Entries for bounding box labeling:
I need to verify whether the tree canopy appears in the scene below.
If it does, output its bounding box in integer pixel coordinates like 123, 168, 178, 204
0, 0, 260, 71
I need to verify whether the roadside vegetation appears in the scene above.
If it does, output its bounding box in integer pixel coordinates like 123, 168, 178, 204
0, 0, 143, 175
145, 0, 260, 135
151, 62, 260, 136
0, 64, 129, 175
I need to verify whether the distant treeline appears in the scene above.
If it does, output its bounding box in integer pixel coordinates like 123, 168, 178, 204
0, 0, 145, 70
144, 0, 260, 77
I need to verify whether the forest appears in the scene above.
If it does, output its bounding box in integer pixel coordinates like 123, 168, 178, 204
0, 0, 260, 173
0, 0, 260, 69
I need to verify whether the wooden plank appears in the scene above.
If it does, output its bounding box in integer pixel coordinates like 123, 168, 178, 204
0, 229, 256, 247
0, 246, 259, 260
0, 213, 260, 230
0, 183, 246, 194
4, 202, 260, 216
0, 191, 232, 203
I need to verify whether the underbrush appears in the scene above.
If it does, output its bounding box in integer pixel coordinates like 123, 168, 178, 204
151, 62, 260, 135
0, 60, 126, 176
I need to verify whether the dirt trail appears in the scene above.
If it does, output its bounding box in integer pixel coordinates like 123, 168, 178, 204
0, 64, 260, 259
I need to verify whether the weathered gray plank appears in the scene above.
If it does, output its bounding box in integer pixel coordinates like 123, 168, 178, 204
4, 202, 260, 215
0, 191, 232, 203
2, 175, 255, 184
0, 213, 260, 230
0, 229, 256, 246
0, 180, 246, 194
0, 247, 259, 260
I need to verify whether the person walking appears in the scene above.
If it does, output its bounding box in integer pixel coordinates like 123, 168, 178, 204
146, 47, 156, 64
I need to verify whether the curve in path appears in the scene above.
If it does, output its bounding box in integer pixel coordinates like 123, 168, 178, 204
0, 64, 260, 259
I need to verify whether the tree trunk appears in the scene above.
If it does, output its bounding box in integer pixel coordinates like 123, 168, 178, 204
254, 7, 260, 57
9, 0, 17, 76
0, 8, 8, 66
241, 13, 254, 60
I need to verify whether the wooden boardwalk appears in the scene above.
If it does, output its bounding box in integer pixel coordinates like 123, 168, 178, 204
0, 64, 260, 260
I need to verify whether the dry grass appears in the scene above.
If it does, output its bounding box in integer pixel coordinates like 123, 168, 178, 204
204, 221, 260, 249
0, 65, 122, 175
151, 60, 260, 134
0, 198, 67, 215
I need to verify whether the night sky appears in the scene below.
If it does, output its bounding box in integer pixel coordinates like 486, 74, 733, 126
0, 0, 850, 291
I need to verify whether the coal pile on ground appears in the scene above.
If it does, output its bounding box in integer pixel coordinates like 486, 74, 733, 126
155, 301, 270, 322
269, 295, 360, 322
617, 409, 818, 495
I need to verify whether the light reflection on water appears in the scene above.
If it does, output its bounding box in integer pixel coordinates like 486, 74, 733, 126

GOAL: Can you write out all of the data above word for word, leaving every line unchanged?

OUTPUT OF THE EXERCISE:
I need to verify whether the tree canopy appears in the scene below.
If it does, output its bounding box in integer pixel coordinates like 123, 168, 178, 204
0, 0, 260, 71
I need to verify whether the roadside vegetation appears in the scene above.
If it does, output its bounding box in integer pixel coordinates like 123, 168, 178, 204
0, 0, 143, 175
145, 0, 260, 135
151, 62, 260, 136
0, 64, 129, 175
I need to verify whether the distant treeline appears in the scene above.
If it does, output its bounding box in integer pixel coordinates like 123, 168, 178, 204
0, 0, 145, 70
144, 0, 260, 77
I need to verify whether the forest appears in the scene above.
If it does, output its bounding box in integer pixel coordinates like 123, 168, 178, 204
0, 0, 260, 173
0, 0, 260, 69
I need to verify whether the wooden plank appears in the scene above.
If it does, output its bounding box in integer pixel coordinates like 123, 168, 178, 204
0, 229, 256, 247
0, 246, 259, 260
0, 213, 260, 230
0, 183, 246, 194
4, 202, 260, 216
0, 191, 232, 203
I need to verify whether the underbrush appears in the scene above.
If it does, output its bounding box in integer pixel coordinates like 123, 168, 178, 204
151, 62, 260, 135
0, 60, 126, 176
I need to verify whether the dirt trail appears in the scene above.
If it does, output its bounding box in integer pixel coordinates like 123, 168, 178, 204
0, 64, 260, 259
I need to verify whether the weathered gray plank appears in the scene above.
If it does, output its bounding box in integer pixel coordinates like 123, 168, 178, 204
4, 202, 260, 215
0, 191, 232, 203
2, 175, 255, 184
0, 213, 260, 230
0, 229, 256, 246
0, 180, 246, 194
0, 247, 259, 260
I need to verify whether the person walking appears in the scene above.
If it does, output its bounding box in integer pixel coordinates like 123, 168, 178, 204
146, 47, 156, 64
I need to verify whether the curve in path appears in the scene above.
If it does, output its bounding box in integer pixel coordinates like 123, 168, 178, 204
0, 64, 260, 259
I need to verify whether the tree trunk appears in the scene above.
If it does, output its bounding box in integer pixel coordinates like 123, 168, 178, 204
254, 7, 260, 57
9, 0, 17, 76
0, 8, 8, 66
241, 13, 254, 60
I need to verify whether the wooden boardwalk appears in the scene above.
If it does, output its bounding box in integer pixel coordinates like 123, 168, 178, 204
0, 64, 260, 260
I need to verify whether the dry grass appears in the scene above.
If it does, output its bounding box in integer pixel coordinates like 123, 168, 178, 204
204, 221, 260, 249
0, 65, 122, 175
151, 60, 260, 134
0, 198, 67, 215
I need to verify whether the night sky appears in the scene below.
If it does, output its bounding box in integer pixel coordinates like 486, 74, 733, 126
0, 0, 850, 291
I need to verify whether the coal pile on ground appears in the scene above.
If it does, output its bounding box in integer pixel coordinates like 486, 74, 733, 126
155, 301, 270, 322
269, 295, 360, 322
617, 409, 818, 495
I need to verify whether the light reflection on water appears in the scene above.
If it does, output its bounding box in integer pixel coordinates like 486, 74, 733, 126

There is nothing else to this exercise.